TASK STATEMENT: Copy all of the records below word for word, but leave the pictures out.

>> START EXTRACTED INFORMATION

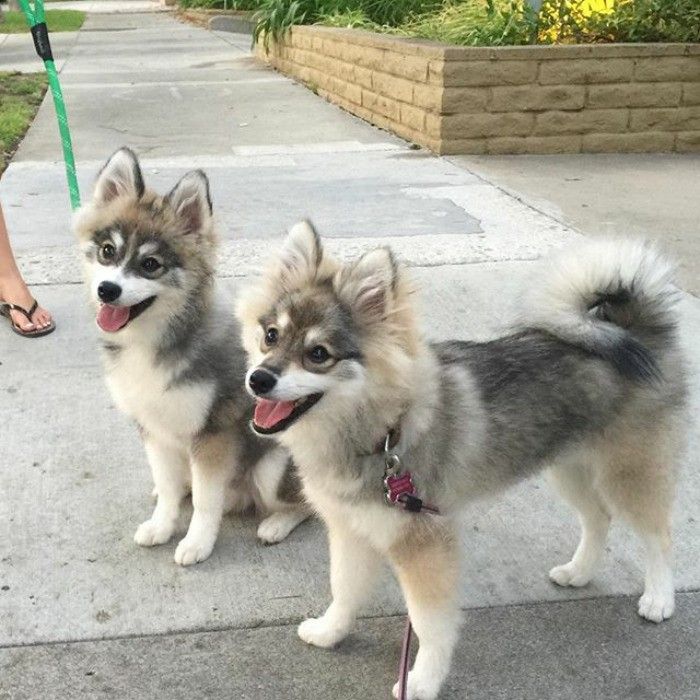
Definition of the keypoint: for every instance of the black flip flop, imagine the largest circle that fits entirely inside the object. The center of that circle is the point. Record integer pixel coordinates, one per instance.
(6, 308)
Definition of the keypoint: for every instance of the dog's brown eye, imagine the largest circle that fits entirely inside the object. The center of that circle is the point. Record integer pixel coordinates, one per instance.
(319, 354)
(271, 336)
(150, 265)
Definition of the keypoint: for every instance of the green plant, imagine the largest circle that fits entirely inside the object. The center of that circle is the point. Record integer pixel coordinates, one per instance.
(275, 17)
(221, 4)
(477, 23)
(649, 20)
(492, 22)
(20, 97)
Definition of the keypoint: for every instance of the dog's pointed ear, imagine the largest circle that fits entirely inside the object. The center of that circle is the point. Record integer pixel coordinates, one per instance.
(368, 285)
(302, 252)
(120, 177)
(191, 201)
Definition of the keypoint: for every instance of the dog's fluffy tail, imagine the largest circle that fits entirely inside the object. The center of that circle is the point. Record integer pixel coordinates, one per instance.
(614, 298)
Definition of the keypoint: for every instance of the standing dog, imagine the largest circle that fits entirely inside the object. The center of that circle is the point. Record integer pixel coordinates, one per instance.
(167, 344)
(592, 389)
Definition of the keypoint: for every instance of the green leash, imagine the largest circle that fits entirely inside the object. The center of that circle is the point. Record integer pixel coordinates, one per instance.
(37, 23)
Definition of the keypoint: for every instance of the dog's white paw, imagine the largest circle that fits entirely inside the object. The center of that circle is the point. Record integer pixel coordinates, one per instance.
(318, 632)
(192, 550)
(657, 607)
(277, 526)
(153, 532)
(569, 575)
(418, 688)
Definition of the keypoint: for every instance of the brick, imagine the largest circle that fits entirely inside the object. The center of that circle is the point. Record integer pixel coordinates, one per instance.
(364, 56)
(302, 41)
(583, 122)
(341, 69)
(363, 76)
(688, 142)
(534, 144)
(483, 124)
(651, 142)
(384, 106)
(347, 91)
(462, 146)
(412, 117)
(586, 71)
(391, 86)
(333, 48)
(476, 73)
(634, 95)
(411, 67)
(537, 98)
(433, 125)
(678, 119)
(428, 96)
(461, 100)
(667, 69)
(691, 94)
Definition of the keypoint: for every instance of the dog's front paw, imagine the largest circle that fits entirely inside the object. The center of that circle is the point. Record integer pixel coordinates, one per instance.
(657, 607)
(192, 550)
(319, 632)
(277, 526)
(153, 532)
(570, 575)
(418, 688)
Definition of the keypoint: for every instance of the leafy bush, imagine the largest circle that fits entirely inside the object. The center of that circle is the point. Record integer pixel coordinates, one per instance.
(276, 16)
(220, 4)
(632, 21)
(493, 22)
(477, 23)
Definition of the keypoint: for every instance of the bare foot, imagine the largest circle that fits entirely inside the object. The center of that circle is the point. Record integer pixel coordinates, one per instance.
(15, 291)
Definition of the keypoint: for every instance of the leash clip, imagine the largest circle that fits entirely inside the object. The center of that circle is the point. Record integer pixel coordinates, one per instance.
(398, 485)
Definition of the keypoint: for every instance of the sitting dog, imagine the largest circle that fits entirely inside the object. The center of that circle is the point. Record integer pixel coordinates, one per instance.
(591, 388)
(173, 358)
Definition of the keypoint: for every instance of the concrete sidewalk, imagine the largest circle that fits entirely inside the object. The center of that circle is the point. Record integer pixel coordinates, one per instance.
(84, 612)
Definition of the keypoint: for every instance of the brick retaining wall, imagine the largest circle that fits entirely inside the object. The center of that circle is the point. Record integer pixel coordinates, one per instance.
(529, 99)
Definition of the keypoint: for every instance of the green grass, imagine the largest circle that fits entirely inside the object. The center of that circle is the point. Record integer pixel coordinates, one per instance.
(20, 97)
(13, 22)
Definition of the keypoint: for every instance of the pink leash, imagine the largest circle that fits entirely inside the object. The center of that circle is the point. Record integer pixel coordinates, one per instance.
(405, 658)
(400, 491)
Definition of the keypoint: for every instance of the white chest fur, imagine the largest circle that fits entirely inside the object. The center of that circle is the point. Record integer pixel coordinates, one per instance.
(144, 391)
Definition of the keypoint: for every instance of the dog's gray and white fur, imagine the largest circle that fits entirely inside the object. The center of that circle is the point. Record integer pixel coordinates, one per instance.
(591, 388)
(177, 367)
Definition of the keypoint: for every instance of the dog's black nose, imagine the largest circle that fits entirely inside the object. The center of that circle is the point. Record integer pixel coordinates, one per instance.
(261, 381)
(108, 292)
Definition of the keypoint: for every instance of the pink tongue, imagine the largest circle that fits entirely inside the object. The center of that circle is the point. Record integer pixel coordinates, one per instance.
(269, 413)
(112, 318)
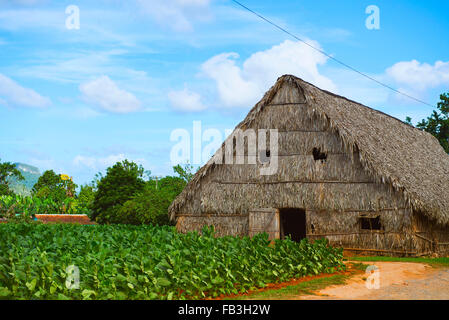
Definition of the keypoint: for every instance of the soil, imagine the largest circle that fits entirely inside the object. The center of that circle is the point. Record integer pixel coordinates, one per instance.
(273, 286)
(397, 281)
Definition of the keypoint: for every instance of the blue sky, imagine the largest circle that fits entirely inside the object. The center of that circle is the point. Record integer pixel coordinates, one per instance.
(78, 100)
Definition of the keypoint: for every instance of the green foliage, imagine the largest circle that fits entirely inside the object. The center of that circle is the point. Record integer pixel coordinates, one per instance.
(8, 170)
(86, 199)
(147, 262)
(121, 183)
(151, 205)
(19, 206)
(31, 175)
(438, 123)
(185, 172)
(50, 180)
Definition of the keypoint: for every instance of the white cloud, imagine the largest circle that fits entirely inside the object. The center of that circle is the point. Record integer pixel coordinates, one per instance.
(103, 162)
(420, 76)
(243, 86)
(104, 93)
(186, 100)
(13, 94)
(176, 14)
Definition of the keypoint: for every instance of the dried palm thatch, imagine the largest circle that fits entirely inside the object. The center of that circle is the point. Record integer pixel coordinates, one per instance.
(409, 162)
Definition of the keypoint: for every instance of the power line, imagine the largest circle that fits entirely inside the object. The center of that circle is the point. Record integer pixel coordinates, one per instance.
(331, 57)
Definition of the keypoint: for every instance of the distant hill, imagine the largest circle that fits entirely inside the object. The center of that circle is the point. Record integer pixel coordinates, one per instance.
(31, 175)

>> END EXTRACTED INFORMATION

CORRECT ANSWER:
Definition of the keypoint: for every instance of the black flip flop, imagine the largest circle that fits entirely inside the object. The center of that circle is the point. Record integer pixel coordinates, one per instance.
(6, 308)
Definition of the keypoint: for every instance of the dog's brown eye, imagine the largest circle that fits entirely inside the object. The center of that circle is the point. Record integer pixel coordinates, one per instance.
(319, 354)
(271, 336)
(150, 265)
Definition of the keypoint: for every instance of the green plant, imagine the largest circle that fits entirely inside the object. The center of that circle is the point. Record integer pixel coordinates, one per instance.
(275, 17)
(221, 4)
(477, 23)
(649, 20)
(492, 22)
(20, 97)
Definition of the keypoint: for every instance of the dog's pointed ear, imagine the largest circle that fits entirely inside the object. The center of that circle is the point. Record integer pixel coordinates, one per instance.
(368, 285)
(302, 252)
(120, 177)
(191, 201)
Definition of the keypoint: for every instance of the dog's fluffy tail, imagine the largest circle that fits entirely inside the object. The center of that circle is the point. Record integer pixel coordinates, one per instance.
(614, 298)
Definition of the keypoint: for every instance of the standing dog, imagine the largest circle that fits entirely inside the object. The center of that circle is the point. Record integer pixel coordinates, one per instance.
(167, 344)
(592, 389)
Definition of the keypoint: for every instance of the green leash, imagine the largest circle that fits entirely inside the object. The center of that circle is the point. Record integer pixel coordinates, one per instance.
(37, 23)
Definition of the keypoint: for every instance of the dog's white paw, imagine the largest circle that fits entirely inside the object. The center of that circle is the point. Record integer pixel coordinates, one per instance.
(318, 632)
(192, 550)
(657, 607)
(277, 526)
(153, 532)
(569, 575)
(418, 688)
Definition of the keypoint: for every instance of the brick, imagine the largest circle that fits entirely inside the object. The center of that circle is the point. Record integer pixel coordinates, one per instance.
(364, 56)
(302, 41)
(583, 122)
(341, 69)
(363, 76)
(688, 142)
(534, 144)
(483, 124)
(651, 142)
(384, 106)
(347, 91)
(462, 146)
(412, 117)
(586, 71)
(391, 86)
(333, 48)
(476, 73)
(634, 95)
(411, 67)
(537, 98)
(433, 125)
(678, 119)
(428, 96)
(461, 100)
(667, 69)
(691, 94)
Definition of the keypoint: for every instance of the dog's front paw, imagine the largest circle that fits entirely inside the object. The center of that circle is the point. Record integer pixel coordinates, one per instance.
(657, 607)
(192, 550)
(319, 632)
(277, 526)
(153, 532)
(570, 575)
(418, 688)
Definition of the keypoint: for every instance of the leafy bush, imagine the largest circle that fits entirely inside the object. The center of that circle is the point. Record integer pixel coordinates, one per instance.
(276, 16)
(220, 4)
(632, 21)
(493, 22)
(477, 23)
Definition of the keypoint: for every instance of the bare foot, imagine the largest circle that fits entirely inside the object. The center of that circle is the point. Record integer pixel coordinates, one per instance.
(15, 291)
Definition of the keypoint: for every instance of the leash clip, imagine the largest circle that fits entirely inside the object. The center of that circle is the point. Record integer pixel coordinates, one per instance.
(398, 485)
Definition of the keypoint: for every instance of the sitting dog, imagine the largest circle that fits entirely inside the object. The center of that circle is the point. Record integer pixel coordinates, one per instance.
(591, 388)
(173, 358)
Definition of the keypoint: for every instance of the concrete sidewalk, imagine the largest circle that fits entirely inside the object. The center of that circle is the point. Record integer pixel coordinates, one per instance.
(84, 612)
Definition of the keypoint: for every instance of the brick retaining wall, imagine the largest circle that fits entirely inside the object. The center of that circle is the point. Record integer pixel coordinates, one per instance.
(529, 99)
Definition of the keypoint: for every instance of the green grass, imagine the largest circle that fits entirely inside the object. The center of that circle is the point. Record integer pixel coordinates, one per instance.
(20, 97)
(13, 22)
Definition of the keypoint: for every instance of the pink leash, imagine the largest circle that fits entirely inside the object. The center of that circle is the point. Record integer pixel coordinates, one per instance.
(405, 658)
(400, 491)
Definition of the keypoint: for every instance of the white chest fur, imagine the largest circle that fits entirely inside the object. The center of that circle is the point. Record integer pixel coordinates, one per instance.
(144, 391)
Definition of the keypoint: for every instance of the dog's gray and white fur, imagine the largest circle that fits entirely inside the object. The center of that circle is the point. Record integer pixel coordinates, one per instance.
(591, 388)
(177, 367)
Definition of the keypoint: for every instance of the dog's black nose, imagine the largest circle that fits entirely inside the object. The center of that circle is the point. Record integer pixel coordinates, one per instance.
(261, 381)
(108, 292)
Definition of the keypoint: for every instance of the pink tongue, imagine the largest circle that fits entirely inside the object. The center of that circle is the point. Record integer pixel coordinates, one per instance.
(269, 413)
(112, 318)
Definition of the keypoint: for every instance of the soil, imagine the largest circle that fits entirely inside the object. The center of that circle is the point. Record integer pixel coordinates, one per instance.
(273, 286)
(397, 281)
Definition of the keypoint: for every instance of the blue sky, imagine the largest circle that fits entirely inside the object. The center of that circle is the point. Record integer pixel coordinates, one per instance.
(78, 100)
Definition of the keypoint: for every instance of the green foliage, imagine the largest circle that fits entirely inside the object. The center of that circle is the point. Record integer pixel coordinates, one per instance.
(8, 170)
(86, 199)
(147, 262)
(121, 183)
(151, 205)
(19, 206)
(31, 175)
(438, 123)
(185, 172)
(50, 180)
Definition of the keypoint: for every instance of the white cloud, imagine the largest circle that fits entirely inside the object. The center of that circle is the point. Record integer pixel coordinates, one per instance.
(103, 162)
(420, 76)
(243, 86)
(104, 93)
(186, 100)
(13, 94)
(176, 14)
Definition of the keypoint: for every instance of the dried palm thatch, imagine the largest circle that fits entirely inside the object. The center of that circle is the point. Record integer pixel coordinates, one per instance.
(409, 162)
Definition of the keypoint: for every instance of the power line, imagine the largest circle that fits entirely inside the object. The center of that circle is the point. Record integer pixel coordinates, one per instance.
(331, 57)
Definition of the keypoint: for every instance of the distant hill, imagine the largest circle that fits entirely inside the object. The center of that circle is the point. Record integer pixel coordinates, one per instance.
(31, 175)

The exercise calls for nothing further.